Work to do> Gather every line of the items below that contains the word "grass" and list those lines.

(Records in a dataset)
---
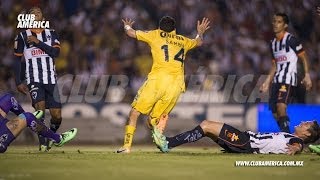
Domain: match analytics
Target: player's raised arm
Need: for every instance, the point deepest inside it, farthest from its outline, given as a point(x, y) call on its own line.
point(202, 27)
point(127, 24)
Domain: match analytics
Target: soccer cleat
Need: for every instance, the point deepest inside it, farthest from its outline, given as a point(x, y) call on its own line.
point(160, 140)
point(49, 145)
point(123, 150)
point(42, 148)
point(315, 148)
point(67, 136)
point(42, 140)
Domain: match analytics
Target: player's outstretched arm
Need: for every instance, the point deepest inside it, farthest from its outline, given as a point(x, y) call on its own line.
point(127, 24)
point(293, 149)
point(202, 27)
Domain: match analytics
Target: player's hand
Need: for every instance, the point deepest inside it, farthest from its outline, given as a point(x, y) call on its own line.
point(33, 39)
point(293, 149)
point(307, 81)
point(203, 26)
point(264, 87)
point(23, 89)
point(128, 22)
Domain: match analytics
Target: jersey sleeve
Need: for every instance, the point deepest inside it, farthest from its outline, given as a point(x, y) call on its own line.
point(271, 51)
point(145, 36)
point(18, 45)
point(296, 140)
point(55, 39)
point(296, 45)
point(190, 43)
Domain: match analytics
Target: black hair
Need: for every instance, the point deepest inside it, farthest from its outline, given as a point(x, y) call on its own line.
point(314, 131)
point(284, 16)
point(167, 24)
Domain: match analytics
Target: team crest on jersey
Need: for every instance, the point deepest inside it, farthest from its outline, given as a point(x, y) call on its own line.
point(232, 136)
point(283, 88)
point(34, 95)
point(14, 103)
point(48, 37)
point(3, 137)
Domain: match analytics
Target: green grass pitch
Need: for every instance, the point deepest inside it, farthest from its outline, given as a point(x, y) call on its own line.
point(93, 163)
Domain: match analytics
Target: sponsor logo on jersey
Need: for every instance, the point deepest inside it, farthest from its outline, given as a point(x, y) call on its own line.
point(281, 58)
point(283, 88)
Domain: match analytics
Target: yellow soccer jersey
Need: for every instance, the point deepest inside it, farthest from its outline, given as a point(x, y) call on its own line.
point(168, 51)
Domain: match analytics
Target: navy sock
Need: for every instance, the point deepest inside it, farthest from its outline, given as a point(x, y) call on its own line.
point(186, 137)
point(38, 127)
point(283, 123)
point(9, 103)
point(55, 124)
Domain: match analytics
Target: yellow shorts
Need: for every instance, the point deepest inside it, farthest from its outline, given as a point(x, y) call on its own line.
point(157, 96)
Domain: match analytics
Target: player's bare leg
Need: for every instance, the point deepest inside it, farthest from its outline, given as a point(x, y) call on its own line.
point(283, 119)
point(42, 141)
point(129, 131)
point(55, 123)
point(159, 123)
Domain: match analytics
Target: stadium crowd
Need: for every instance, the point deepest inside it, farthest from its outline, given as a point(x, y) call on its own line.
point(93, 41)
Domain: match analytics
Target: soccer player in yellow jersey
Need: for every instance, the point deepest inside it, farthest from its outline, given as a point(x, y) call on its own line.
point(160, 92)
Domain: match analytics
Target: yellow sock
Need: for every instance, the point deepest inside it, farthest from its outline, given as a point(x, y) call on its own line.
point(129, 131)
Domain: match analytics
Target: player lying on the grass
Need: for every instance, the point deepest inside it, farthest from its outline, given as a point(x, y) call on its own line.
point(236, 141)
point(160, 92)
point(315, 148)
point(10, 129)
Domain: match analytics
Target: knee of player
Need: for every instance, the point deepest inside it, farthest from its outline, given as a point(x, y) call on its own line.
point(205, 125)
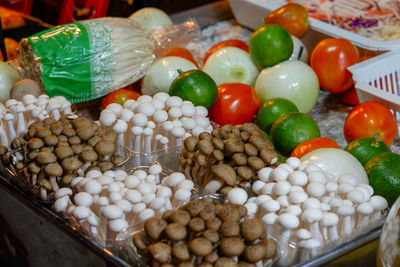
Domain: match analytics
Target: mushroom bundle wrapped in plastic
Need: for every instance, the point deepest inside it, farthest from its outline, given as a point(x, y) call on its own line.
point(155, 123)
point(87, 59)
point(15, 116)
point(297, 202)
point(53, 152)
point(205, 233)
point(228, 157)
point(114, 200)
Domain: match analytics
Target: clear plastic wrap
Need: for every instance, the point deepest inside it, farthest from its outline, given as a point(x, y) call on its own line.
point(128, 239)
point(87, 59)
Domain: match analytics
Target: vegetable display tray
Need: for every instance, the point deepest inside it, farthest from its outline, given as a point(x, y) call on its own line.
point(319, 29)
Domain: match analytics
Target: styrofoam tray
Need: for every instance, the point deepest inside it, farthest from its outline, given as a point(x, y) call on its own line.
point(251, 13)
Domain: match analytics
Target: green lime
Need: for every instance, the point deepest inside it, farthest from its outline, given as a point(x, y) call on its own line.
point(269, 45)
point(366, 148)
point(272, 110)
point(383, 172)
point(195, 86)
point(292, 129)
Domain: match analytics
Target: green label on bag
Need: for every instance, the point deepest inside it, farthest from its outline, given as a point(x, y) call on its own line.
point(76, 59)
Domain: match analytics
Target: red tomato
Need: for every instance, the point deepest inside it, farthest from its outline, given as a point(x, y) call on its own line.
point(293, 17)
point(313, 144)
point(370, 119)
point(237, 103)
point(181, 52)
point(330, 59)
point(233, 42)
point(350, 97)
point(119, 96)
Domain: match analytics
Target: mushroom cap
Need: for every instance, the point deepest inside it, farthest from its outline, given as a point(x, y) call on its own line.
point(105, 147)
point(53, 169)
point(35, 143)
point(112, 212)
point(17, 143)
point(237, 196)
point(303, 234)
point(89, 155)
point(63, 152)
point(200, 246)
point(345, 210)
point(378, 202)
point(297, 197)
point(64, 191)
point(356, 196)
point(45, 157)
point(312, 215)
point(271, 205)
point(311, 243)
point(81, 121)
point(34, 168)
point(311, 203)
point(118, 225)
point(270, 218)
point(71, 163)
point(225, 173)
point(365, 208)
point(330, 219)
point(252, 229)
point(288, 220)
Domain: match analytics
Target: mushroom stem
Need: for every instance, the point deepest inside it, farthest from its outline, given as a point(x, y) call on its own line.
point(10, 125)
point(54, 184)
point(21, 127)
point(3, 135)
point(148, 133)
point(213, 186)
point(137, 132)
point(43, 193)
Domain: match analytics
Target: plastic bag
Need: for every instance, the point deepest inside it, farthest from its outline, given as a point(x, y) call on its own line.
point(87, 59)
---
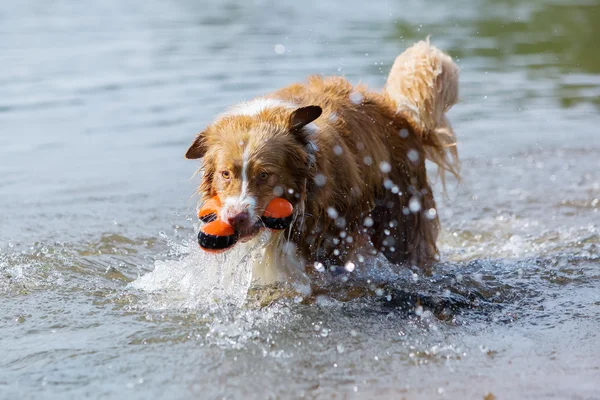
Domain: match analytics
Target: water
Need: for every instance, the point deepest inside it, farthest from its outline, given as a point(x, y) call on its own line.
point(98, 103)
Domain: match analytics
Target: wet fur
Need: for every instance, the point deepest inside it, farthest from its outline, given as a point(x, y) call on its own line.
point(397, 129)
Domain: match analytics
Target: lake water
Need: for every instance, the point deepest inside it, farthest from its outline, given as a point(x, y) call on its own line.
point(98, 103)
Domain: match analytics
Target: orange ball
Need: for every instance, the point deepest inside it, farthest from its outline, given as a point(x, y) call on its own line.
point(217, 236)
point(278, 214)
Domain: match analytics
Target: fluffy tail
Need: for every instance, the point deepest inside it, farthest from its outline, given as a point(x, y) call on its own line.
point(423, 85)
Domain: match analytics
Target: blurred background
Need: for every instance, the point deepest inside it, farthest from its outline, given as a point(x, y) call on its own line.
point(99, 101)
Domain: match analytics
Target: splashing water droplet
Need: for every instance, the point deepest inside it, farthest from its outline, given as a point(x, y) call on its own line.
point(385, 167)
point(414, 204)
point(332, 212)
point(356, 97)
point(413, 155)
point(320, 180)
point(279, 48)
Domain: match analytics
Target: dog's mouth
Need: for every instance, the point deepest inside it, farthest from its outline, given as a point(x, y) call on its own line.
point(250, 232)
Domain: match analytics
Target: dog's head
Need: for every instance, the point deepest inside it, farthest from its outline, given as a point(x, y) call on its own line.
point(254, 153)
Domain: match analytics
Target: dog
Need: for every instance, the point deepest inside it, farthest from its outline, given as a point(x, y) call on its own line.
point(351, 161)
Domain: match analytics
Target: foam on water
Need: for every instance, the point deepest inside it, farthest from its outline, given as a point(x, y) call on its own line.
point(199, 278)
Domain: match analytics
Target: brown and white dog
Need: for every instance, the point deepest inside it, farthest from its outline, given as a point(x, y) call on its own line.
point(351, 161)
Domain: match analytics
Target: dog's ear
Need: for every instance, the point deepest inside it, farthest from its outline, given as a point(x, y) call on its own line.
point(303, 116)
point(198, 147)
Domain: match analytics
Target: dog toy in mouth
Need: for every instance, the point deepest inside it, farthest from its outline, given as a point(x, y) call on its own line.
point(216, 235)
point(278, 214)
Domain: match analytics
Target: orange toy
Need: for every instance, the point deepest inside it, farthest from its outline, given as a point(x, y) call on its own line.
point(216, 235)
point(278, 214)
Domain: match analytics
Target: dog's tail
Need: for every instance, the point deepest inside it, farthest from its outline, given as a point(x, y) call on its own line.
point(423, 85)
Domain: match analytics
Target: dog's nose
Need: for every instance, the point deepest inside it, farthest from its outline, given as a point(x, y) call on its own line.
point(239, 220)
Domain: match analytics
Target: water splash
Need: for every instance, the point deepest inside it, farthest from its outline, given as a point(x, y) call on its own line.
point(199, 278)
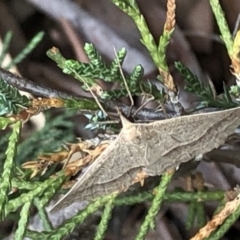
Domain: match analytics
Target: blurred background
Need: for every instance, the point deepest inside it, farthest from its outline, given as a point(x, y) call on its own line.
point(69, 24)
---
Output of the exercise>
Target: green grass pitch
Target: player lying on the grass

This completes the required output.